10. EARLY TERMINATION BY THE CLIENT

The client acknowledges that the Term is a material element of this Contract and an essential consideration for YP's agreement to offer the Advertising Services. The client shall not unilaterally terminate this Contract.

For those clients located in the province of Quebec, the client specifically renounces to its right to terminate this Contract during the Initial Term as provided by Article 2125 of the Civil Code of Quebec. For any Renewal Period, the client may terminate this Contract for any reason by providing YP with 3 months’ prior written notice, and the client shall then pay to YP any amount owing under this Contract in respect of services which shall have been provided, or any amount incurred by YP, up to the effective date of termination.

11. DEFAULT

The client shall be in default of this Contract should any one of the following occur (a) the client does not pay the Fees due pursuant to this Contract; (b) the client ceases doing business (c) the client reproduces either a portion of or in its entirety the Advertising Services created by YP in any other media without YP's written consent; (d) the client doesn’t fulfill or respect its credit conditions; or (e) the client breaches any other of its obligations under the Contract (hereinafter collectively referred to as a "Default");

On the occurrence of any Default, YP may, without any liability, terminate this Contract immediately and/or suspend the Advertising Services upon 48 hour notice. Furthermore, in case of a termination, all Fees for the remaining Term under this Contract shall become immediately due and payable to YP as liquidated damages.

12. NO REPRESENTATIONS BY YP; NO WARRANTY OF SUCCESS FOR THE CLIENT

The client acknowledges that, in order to promote the Advertising Services, YP may convey data, including statistics, estimates of performance or other types of information, which illustrate the results obtained by certain YP clients, or average results obtained by certain groups of YP clients. YP declares that such data is, to the best of its knowledge, accurate and that said data has been obtained from credible and independent sources. The client also acknowledges that such data is conveyed solely for informational purposes, that YP does not conduct any analysis regarding the client's business and that consequently, the results obtained by the client may vary considerably from client to client.

13. THIRD PARTY CONTENT

The client acknowledges and agrees that YP may aggregate, display and publish third party content related to the client, as well as distribute or publish the client's content to third party partners of YP. Further, the client acknowledges and agrees that YP shall not be responsible or liable, directly or indirectly, for any damage or loss caused or alleged to be caused by or in connection with third party content or the distribution or publishing of client's content to third party partners. The client releases YP from all liability with respect to third party content or the distribution or publishing of client's content to third party partners.

14. CLIENT'S WARRANTY

The client warrants that it is authorized to publish the print advertisement under the heading and in the territory indicated on the reverse side of this Contract, and to display the digital advertisement and the Website. The client warrants that it holds all permits or licenses which may be advertised, including any license to practice issued by any professional or other regulatory body exercising its jurisdiction over the client's activities. The client further warrants that it holds all the rights to use the trademarks or trade names included in the print and digital advertisement and the Website and that such use does not violate any provision of any law or statute, including the Trademarks Act, the Copyright Act and any other law or statute relating to intellectual property.

Requirement A:
Using the contract excerpt, decide whether each statement agrees with it. Answer yes or no for each, and quote the words that settle it.
(i) A client in Quebec may end the Contract during a Renewal Period by giving YP 3 months' prior written notice.
(ii) After a Default, YP may suspend the Advertising Services on 24 hour notice.
(iii) YP analyzes the client's business before conveying performance data.

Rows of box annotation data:
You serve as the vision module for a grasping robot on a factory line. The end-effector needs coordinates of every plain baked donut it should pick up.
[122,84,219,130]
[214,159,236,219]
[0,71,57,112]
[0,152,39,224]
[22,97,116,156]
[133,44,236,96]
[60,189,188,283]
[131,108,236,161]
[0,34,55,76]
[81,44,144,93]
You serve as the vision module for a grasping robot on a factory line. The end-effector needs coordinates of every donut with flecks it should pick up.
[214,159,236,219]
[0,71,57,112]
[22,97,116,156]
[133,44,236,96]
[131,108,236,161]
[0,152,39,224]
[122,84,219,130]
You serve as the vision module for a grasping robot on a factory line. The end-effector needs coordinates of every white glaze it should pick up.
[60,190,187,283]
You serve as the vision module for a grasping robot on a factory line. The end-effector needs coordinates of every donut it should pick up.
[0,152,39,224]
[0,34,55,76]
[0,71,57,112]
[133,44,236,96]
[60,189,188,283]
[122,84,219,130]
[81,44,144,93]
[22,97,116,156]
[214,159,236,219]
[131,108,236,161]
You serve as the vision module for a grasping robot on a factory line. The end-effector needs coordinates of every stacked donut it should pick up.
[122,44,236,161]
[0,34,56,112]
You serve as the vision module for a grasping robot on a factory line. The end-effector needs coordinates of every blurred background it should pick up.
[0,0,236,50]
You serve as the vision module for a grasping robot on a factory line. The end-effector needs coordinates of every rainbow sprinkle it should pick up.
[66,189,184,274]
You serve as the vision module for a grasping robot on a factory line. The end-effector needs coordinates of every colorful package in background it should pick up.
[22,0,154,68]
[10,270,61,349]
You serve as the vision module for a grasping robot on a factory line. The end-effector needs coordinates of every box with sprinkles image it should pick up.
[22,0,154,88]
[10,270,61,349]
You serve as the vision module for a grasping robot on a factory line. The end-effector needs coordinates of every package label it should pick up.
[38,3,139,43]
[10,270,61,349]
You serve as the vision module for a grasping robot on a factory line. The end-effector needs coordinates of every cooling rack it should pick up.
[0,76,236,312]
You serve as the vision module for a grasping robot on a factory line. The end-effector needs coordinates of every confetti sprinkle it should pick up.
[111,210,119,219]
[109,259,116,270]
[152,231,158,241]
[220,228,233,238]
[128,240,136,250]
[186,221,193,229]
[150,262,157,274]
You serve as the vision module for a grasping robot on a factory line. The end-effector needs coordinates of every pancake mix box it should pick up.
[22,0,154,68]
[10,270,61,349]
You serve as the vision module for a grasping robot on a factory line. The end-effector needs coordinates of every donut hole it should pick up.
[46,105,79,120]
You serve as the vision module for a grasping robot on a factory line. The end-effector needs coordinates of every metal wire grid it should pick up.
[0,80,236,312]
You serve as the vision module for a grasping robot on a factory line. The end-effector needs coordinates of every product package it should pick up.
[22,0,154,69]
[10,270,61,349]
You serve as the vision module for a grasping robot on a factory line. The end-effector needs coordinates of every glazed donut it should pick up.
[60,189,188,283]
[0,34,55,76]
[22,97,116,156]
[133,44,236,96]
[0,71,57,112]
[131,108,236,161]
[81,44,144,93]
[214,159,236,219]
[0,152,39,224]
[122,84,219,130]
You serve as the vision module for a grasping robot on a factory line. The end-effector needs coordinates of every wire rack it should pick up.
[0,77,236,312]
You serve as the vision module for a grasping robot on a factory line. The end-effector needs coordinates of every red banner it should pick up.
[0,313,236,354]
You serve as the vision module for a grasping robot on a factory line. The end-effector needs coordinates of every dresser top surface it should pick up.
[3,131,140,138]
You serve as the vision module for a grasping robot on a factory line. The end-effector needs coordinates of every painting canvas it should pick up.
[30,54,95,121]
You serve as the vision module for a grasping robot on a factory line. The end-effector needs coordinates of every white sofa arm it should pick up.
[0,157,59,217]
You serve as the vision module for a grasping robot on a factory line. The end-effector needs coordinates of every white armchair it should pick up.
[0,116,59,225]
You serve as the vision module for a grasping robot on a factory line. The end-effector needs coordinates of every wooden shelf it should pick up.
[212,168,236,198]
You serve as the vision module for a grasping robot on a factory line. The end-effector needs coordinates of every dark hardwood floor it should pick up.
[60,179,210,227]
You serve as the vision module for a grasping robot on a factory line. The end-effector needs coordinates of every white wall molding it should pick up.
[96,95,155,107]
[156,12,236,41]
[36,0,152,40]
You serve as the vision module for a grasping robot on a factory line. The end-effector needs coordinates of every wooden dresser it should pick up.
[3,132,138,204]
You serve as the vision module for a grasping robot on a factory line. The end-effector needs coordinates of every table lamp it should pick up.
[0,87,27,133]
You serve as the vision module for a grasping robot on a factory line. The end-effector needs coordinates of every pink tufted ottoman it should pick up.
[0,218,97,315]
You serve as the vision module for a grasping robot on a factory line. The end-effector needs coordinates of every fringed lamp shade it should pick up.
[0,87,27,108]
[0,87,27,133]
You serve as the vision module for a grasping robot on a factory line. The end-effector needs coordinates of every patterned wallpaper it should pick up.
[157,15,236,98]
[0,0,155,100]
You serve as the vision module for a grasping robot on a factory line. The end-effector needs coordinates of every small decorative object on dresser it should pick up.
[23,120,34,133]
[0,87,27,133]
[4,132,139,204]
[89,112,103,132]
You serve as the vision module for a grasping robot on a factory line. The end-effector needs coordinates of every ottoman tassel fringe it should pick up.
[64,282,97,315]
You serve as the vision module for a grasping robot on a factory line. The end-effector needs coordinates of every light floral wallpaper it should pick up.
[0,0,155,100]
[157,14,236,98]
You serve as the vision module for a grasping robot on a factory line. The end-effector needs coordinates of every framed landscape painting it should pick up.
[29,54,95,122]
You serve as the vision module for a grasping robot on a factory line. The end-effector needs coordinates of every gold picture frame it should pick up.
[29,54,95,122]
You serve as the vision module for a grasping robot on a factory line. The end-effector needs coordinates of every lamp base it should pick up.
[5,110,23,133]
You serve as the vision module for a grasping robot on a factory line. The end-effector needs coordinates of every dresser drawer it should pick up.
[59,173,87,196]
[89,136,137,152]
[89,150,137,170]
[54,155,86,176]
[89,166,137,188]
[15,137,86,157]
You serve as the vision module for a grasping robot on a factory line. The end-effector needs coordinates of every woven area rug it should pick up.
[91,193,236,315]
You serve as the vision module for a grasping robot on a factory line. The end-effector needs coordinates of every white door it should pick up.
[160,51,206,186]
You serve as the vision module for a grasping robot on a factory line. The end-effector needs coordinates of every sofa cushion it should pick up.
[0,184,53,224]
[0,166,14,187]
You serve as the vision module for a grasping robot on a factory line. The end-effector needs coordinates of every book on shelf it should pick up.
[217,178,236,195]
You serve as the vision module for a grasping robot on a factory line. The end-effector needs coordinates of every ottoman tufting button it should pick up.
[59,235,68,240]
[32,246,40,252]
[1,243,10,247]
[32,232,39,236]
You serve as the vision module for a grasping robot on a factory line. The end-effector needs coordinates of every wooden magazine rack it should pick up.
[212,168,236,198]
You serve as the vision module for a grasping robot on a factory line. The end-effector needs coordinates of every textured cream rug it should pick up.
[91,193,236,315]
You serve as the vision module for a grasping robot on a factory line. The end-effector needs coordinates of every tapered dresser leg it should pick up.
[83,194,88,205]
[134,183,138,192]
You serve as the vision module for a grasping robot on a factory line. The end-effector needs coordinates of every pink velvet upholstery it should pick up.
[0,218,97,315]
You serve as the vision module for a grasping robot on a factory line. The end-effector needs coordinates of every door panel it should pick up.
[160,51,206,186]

Requirement B: Quote the listing from its first line through the line containing "[0,34,56,112]", with both of those lines included.

Correct answer A:
(i) Yes: "For any Renewal Period, the client may terminate this Contract for any reason by providing YP with 3 months’ prior written notice"
(ii) No: "suspend the Advertising Services upon 48 hour notice"
(iii) No: "YP does not conduct any analysis regarding the client's business"

Correct answer B:
You serve as the vision module for a grasping robot on a factory line. The end-effector needs coordinates of every plain baked donut it should pick up.
[122,84,219,130]
[214,159,236,219]
[0,71,57,112]
[0,152,39,224]
[22,97,116,156]
[133,44,236,96]
[60,189,188,283]
[131,108,236,161]
[0,34,55,76]
[81,44,144,93]
You serve as the vision module for a grasping robot on a factory line. The end-effector needs coordinates of every donut with flecks it should pick up.
[214,159,236,219]
[0,71,57,112]
[22,97,116,156]
[133,44,236,96]
[131,108,236,161]
[0,152,39,224]
[122,84,219,130]
You serve as the vision module for a grasping robot on a factory line. The end-effector needs coordinates of every white glaze it should pick up.
[60,190,187,283]
You serve as the vision module for a grasping robot on a factory line. The end-effector needs coordinates of every donut it should pick up.
[0,152,39,224]
[0,34,55,76]
[0,71,57,112]
[133,44,236,96]
[60,189,188,283]
[122,84,219,130]
[81,44,144,93]
[22,97,116,156]
[214,159,236,219]
[131,108,236,161]
You serve as the vision module for a grasping robot on a factory line. The end-effector needs coordinates of every stacked donut it should pick up.
[122,44,236,161]
[0,34,56,112]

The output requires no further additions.